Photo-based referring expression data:

BEGIN

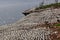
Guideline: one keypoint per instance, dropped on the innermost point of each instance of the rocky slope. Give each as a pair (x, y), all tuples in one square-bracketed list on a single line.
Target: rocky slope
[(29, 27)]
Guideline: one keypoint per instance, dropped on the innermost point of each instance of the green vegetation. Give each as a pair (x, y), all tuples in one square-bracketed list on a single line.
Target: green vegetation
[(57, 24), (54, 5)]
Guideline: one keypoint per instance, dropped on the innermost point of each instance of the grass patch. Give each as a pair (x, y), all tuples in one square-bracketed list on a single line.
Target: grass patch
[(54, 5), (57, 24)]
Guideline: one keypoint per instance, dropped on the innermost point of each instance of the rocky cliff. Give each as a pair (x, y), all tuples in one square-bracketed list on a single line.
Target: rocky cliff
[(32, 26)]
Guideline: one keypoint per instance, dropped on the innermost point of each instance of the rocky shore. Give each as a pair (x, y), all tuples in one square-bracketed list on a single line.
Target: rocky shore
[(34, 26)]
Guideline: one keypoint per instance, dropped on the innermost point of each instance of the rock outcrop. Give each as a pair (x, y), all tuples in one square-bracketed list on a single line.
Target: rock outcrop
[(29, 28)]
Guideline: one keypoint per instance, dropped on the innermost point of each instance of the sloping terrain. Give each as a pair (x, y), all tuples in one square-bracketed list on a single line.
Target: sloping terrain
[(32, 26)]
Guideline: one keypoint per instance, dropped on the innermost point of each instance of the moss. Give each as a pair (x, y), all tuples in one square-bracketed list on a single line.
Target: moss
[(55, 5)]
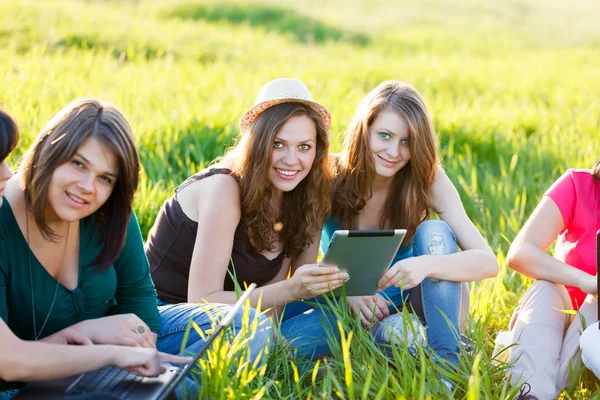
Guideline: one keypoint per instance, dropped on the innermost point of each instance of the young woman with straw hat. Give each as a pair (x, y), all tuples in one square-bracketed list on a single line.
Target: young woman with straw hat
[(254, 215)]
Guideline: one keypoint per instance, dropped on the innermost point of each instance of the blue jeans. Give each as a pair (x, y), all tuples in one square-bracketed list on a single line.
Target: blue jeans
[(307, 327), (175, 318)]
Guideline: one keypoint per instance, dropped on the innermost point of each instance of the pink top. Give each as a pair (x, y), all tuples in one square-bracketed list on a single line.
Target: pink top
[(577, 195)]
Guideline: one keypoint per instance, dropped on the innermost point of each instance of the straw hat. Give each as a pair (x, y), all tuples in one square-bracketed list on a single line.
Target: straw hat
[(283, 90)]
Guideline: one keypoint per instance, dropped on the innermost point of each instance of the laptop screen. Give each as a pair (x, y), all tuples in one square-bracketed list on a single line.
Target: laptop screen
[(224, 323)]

END
BEGIN

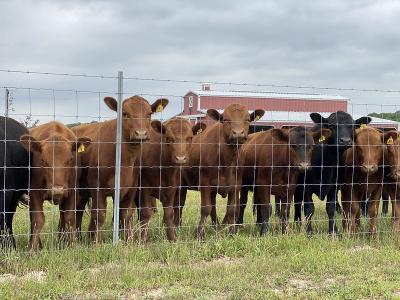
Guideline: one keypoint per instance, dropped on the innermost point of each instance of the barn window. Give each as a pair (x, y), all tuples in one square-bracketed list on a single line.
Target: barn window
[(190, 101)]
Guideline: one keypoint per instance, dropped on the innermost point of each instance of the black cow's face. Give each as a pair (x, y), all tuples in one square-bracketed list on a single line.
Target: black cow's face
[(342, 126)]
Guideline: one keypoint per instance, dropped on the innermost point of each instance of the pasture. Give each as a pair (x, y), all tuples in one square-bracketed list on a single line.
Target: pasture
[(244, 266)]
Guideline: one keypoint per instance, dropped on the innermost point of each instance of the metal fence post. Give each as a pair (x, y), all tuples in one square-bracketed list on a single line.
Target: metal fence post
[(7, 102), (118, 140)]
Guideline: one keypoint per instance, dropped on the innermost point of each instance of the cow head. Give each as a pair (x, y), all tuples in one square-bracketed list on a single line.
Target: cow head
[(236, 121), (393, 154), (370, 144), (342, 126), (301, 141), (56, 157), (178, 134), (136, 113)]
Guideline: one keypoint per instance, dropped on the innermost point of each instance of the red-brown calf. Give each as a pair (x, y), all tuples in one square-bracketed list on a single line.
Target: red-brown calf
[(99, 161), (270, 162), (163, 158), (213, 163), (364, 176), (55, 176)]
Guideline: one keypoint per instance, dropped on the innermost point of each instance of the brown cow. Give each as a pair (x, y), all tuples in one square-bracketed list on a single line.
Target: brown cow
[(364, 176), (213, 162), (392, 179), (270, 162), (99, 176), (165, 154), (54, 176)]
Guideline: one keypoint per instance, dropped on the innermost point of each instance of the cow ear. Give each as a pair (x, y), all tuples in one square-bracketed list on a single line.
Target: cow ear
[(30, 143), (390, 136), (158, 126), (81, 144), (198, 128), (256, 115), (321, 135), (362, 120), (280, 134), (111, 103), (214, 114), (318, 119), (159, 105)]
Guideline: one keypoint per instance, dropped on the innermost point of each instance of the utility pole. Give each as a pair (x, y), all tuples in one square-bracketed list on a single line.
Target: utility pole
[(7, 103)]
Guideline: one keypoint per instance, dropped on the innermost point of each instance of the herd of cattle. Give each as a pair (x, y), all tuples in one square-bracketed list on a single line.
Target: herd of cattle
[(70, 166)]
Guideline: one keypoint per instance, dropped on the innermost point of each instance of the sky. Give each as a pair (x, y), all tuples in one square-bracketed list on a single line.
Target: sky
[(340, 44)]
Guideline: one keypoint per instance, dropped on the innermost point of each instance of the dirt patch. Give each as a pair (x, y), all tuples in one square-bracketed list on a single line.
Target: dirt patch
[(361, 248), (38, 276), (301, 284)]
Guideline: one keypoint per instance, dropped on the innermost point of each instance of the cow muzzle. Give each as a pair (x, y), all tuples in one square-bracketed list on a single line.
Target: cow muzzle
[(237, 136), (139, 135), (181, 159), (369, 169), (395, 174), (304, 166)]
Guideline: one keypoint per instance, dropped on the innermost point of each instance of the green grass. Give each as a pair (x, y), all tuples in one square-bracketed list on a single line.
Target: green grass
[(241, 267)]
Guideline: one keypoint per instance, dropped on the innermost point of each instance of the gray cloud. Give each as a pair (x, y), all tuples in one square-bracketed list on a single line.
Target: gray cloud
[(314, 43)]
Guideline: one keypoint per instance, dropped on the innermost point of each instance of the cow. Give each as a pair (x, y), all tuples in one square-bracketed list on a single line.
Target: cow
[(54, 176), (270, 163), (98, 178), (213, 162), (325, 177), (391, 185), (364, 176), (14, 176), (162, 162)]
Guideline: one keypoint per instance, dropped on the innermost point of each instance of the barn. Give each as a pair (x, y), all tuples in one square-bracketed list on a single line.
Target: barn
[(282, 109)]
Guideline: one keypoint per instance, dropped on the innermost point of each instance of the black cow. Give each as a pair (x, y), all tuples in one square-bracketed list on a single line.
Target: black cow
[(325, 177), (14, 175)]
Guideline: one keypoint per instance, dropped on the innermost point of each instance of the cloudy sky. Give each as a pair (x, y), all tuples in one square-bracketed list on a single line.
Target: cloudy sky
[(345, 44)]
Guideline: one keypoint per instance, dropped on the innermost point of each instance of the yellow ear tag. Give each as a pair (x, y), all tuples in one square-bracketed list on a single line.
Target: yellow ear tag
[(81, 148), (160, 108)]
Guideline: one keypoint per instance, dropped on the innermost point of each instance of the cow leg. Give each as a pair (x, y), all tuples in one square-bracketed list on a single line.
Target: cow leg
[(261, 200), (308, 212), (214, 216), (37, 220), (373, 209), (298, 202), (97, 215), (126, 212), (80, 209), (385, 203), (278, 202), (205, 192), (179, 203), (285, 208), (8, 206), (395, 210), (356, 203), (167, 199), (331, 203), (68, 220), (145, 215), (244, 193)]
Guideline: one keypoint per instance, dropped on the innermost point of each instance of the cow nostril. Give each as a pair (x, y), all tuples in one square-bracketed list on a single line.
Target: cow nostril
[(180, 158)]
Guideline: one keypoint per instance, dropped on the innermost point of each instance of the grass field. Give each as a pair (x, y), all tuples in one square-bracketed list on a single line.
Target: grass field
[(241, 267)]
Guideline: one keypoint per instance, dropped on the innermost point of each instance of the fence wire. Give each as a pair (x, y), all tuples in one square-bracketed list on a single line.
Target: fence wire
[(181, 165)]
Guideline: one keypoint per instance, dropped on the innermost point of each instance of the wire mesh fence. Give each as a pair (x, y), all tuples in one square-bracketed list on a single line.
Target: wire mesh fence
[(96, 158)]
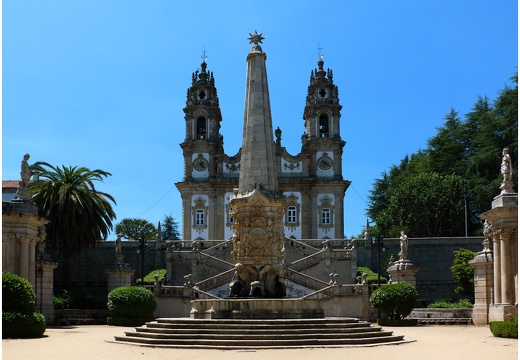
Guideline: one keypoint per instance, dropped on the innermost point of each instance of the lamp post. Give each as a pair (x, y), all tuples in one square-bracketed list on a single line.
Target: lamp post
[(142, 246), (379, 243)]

END
BEGIN

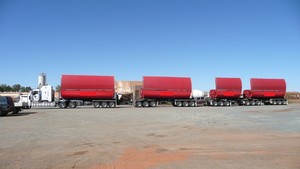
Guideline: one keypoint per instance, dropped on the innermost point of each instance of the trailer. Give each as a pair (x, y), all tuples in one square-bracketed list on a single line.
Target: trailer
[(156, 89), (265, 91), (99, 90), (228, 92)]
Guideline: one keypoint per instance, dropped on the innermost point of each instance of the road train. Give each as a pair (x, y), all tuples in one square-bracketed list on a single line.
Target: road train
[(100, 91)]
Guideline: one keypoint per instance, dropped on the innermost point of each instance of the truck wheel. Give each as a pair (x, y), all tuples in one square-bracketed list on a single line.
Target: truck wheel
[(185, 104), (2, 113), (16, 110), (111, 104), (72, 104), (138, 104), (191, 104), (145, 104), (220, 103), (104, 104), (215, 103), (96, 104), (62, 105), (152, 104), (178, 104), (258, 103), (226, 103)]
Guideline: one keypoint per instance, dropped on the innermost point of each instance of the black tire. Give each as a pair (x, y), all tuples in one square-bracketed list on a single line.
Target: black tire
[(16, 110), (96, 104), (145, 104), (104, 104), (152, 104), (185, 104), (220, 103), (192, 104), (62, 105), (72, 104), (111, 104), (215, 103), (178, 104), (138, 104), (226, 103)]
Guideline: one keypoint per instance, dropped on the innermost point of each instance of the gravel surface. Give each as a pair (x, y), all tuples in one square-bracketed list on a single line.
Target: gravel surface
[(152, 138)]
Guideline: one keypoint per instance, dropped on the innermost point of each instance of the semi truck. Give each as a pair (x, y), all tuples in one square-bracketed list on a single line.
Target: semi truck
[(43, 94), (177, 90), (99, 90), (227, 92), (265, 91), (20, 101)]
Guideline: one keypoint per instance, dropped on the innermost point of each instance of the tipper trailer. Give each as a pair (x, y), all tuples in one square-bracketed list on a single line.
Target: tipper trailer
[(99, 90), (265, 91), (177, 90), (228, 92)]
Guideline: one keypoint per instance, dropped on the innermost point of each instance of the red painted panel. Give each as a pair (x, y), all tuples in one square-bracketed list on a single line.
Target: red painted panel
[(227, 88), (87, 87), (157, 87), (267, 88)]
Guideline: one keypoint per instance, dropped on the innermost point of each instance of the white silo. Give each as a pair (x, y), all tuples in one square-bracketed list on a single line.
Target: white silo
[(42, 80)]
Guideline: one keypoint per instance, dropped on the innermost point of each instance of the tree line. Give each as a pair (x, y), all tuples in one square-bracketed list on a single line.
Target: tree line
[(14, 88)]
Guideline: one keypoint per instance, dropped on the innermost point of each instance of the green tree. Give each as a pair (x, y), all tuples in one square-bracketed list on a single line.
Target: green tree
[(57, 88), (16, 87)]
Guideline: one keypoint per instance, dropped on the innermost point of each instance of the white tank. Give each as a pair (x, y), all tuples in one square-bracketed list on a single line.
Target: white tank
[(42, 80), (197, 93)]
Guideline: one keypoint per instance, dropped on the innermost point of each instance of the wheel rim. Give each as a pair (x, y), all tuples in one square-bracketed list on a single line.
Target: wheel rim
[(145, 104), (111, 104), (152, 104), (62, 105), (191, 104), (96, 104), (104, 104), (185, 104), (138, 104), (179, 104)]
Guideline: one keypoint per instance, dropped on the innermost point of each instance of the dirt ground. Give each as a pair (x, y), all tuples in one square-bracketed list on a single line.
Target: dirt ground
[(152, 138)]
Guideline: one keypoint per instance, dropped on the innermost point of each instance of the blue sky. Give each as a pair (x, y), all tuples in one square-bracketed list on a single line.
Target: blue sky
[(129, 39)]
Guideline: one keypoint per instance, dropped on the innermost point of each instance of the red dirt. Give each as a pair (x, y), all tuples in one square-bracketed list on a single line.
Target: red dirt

END

Work instructions:
From the records above, extract exactly and only the lines that begin at the line with "of the tree" and stop after the line with "the red dirt.".

Response to this task:
Guideline: one keypoint per instance, dropped on the innermost point of each instance of the tree line. Give each as a pair (x, y), all tuples in one square-bracketed list on a single line.
Target: tree line
[(14, 88)]
Guideline: one keypoint per instance, dropped on the innermost point of each instance of the green tree. Give each as a pair (x, y), all tuples in one square-bracketed list on a single line.
Target: green tree
[(57, 88), (16, 87)]
Guideline: one keypoint per instance, dropped on the innermost point of each instance of the white tank. Give each as a pair (x, y), all tuples in one square-bracketed list on a single line.
Target: white tank
[(42, 80), (197, 93)]
Guideline: one keypoint per instance, dropped on the innermost point of each instance of the wheel rim. Give each as a pair (x, y), all tuples in one square-bracketed list on a single line.
Target: wheel rim
[(145, 104), (111, 104), (152, 104), (62, 105), (191, 104), (96, 104), (104, 104), (185, 104), (138, 104), (179, 104)]
Guideline: one keypoint per instance, dropped on the innermost point of each instance of the dirt ground. Give each as a pair (x, y), all tuples in one square-bracketed list on a single line.
Target: dirt ground
[(152, 138)]
Guideline: one keypoint per instance, dropped on the innermost point of each instance of the blue sky. Give each as a pair (x, y), all tuples in one square-bracketed list on a single line.
Target: blue sky
[(129, 39)]
Guideline: one keypoint per instance, dropped on the innermost point of each instance of the red dirt. Give each as a pair (x, y), all tuples in one square-bracketed list on a single line.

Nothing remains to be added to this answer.